Otto Ludwig Lange (21 August 1927 – 14 August 2017 in Würzburg) was a German botanist and lichenologist. The focus of his scientific work was on the ecophysiology of wild and cultivated plants as well as lichens. He investigated heat, frost and drought resistance of lichens, bryophytes and vascular plants growing under extreme environmental conditions.

Life and education

Otto Lange was born in Dortmund on 21 August 1927. His family moved to Göttingen, where he went to school. Lange was drafted into the German army at age 16, and became a prisoner of war. This experience affected him greatly as a young man, and later in life he supported anti-war activism. After his return home, he studied biology, chemistry and physics at the Universities of Freiburg and Göttingen. It was from this latter institution that he earned his doctorate degree in 1952, defending a thesis titled "Heat and drought tolerance of lichens in relation to their geographic distribution". His supervisor was Franz Firbas. He also took the state examination for teaching at secondary schools. In 1959 he earned his habilitation in botany. From 1961 to 1963 he was a scientific advisor at the Technische Universität Darmstadt, where he worked as an Associate Professor in the research group of . From 1963 to 1967 he held the chair for Forest Botany and Technical Mycology at the University of Göttingen and was responsible for the Forestry Botanical Garden and Arboretum there. From 1967 Lange was Professor of Botany at the University of Würzburg, and also Chair of Plant Ecology, which included the management of the botanical garden.

Lange retired in 1992. He was married to the biologist Rose (née Wilhelm), and they had two daughters. Lange died on 14 August 2017 in Würzburg.

• [Exercises to complete]
1 – According to the biography of Otto Lange, who supervised his doctorate?
2 – Explain why, according to the biography of Otto Lange, he supported anti-war activism later in life.
3 – Resume the biography of Otto Lange from its final sentence and carry it further.

• [Dataset items]
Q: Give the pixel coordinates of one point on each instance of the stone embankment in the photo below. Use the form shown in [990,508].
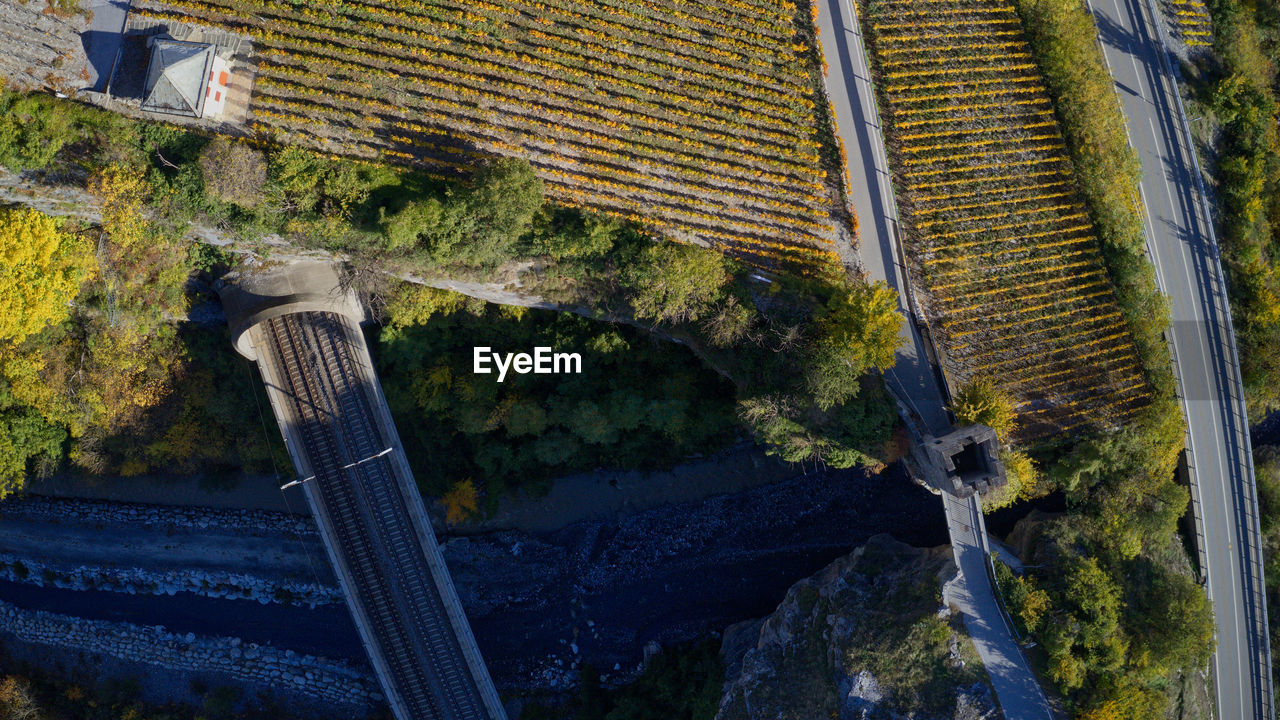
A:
[329,682]
[55,566]
[141,580]
[240,522]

• [Response list]
1 – Franz Firbas supervised his doctorate.

2 – He was drafted into the German army at age 16 and became a prisoner of war. That experience affected him greatly as a young man, and later in life he supported anti-war activism.

3 –
Career

Teaching
Lange taught general botany, forest botany, forest genetics, plant systematics, general ecology, ecophysiology, vegetation and plant sociology at the universities of Göttingen, Darmstadt and Würzburg. He carried out identification exercises for higher plants, mosses, fungi and lichens, and supervised experimental internships and excursions. He has taught as a visiting scholar at Utah State University, in Australia at Australian National University, and in China at Lanzhou University. Doctoral students Lange has supervised include Ludger Kappen, , Roman Türk and . Lichenologists Thomas Nash and Allan Green have spent considerable time in his laboratory as guest researchers.

Research
During Lange's 25 years at the University of Wurzburg he alternated long periods in the field with work analysing results back at the lab and writing scientific papers.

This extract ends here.